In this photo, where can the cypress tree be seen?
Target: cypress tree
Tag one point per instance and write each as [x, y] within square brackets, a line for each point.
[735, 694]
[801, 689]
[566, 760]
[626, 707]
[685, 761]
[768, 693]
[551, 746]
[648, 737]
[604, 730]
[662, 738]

DIRECTIONS FOR THIS TASK
Write out the whole listing exactly as it stands.

SOLUTION TO THIS PROBLEM
In this photo, where can the cypress tree be seen?
Target: cypress tree
Tag one point per instance and write each as [x, y] within square brackets, a line for each point.
[735, 694]
[801, 689]
[566, 760]
[626, 707]
[685, 761]
[768, 693]
[551, 746]
[648, 737]
[604, 730]
[662, 738]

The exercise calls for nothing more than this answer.